» Problem to solve
Output each record exactly, with nothing omitted.

Saved entries:
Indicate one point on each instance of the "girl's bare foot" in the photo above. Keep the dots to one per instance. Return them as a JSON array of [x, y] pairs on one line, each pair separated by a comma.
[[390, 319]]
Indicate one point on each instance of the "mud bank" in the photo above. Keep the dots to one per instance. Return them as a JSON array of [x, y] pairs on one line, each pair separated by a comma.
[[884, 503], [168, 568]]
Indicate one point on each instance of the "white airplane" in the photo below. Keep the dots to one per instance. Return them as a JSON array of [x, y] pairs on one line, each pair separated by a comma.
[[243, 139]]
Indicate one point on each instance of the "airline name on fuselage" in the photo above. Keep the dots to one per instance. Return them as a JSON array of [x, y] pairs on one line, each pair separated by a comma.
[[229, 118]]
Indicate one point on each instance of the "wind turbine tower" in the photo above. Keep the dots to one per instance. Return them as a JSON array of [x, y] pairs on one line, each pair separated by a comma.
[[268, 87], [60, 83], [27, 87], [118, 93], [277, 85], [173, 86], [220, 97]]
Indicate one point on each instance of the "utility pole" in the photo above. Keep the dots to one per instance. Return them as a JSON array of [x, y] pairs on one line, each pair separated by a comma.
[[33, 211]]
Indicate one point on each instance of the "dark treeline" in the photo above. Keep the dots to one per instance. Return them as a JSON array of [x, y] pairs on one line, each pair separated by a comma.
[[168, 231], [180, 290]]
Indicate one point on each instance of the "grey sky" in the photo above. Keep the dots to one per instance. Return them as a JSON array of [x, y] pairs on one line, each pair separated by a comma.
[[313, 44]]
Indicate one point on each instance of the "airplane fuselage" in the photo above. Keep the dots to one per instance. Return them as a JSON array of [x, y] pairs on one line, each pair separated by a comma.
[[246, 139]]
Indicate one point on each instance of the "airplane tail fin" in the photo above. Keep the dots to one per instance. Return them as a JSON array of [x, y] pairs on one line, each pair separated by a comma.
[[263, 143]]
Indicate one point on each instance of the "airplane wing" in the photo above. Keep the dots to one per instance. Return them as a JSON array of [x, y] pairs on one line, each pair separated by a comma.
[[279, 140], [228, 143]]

» Exercise answer
Indicate one point on each instance of the "girl's bare foot" in the photo above. Keep the dots to one per instance. Return them as a JSON array of [x, y] pairs on one line, each pair separated by a comma.
[[390, 319]]
Indicate one point on each instance of the "mud bank" in the photo above. Keep the dots to one per instance. Return them as a JSON array of [x, y] pairs on one line, each pair separated by a comma.
[[884, 503], [168, 568]]
Indicate one point on each instance of the "white airplane" in the photo below. Keep the dots to one per instance. Return them as a JSON array of [x, y] pairs on one line, each pair separated by a comma.
[[243, 139]]
Indicate one point on each instance of the "airline name on fuselage" in the photo above. Keep the dots to one per instance. Return them as a JSON array of [x, y] pairs on one line, each pair separated by a comma.
[[229, 118]]
Indicate one point on each instance of the "wind turbine tower" in the photo above. Keep the dots to one per instance. Return them as a JSON array of [x, y] pairs on one line, each pair separated by a comma.
[[268, 87], [60, 83], [27, 87], [118, 93], [277, 85], [173, 86], [220, 97]]
Indicate one point on each instance of the "utility pole" in the photo above. Keep the dots to one per instance. Return them as a JSON array of [x, y] pairs on one line, each pair separated by a comma.
[[33, 211]]
Indicate one point on each instance of the "dark treeline" in the photo above. Keep the dots to one per instance. Return them as a JSON array of [x, y] pairs on one line, each pair separated by a comma.
[[168, 231], [180, 290]]
Indicate one point on each instance of the "grey sky" in the photo above. Keep the dots to one per instance. Return them as a JSON array of [x, y] pairs on one line, each pair separated by a comma.
[[313, 44]]
Indicate one point on each instance of the "airplane fuselage" in the photo above. Keep the dots to one per instance. Return them as a JSON array of [x, y] pairs on one line, each pair separated by a comma.
[[246, 139]]
Indicate one point on each instance of the "airplane tail fin" in the photo above. Keep the dots to one per instance. Return them as a JSON array of [x, y] pairs on one line, each pair separated by a comma.
[[263, 143]]
Indicate one point on each instance of the "airplane wing" in the photo above. Keep the dots to one per instance. Return them as a JSON array of [x, y] pairs on one line, each pair separated by a comma.
[[279, 140], [228, 143]]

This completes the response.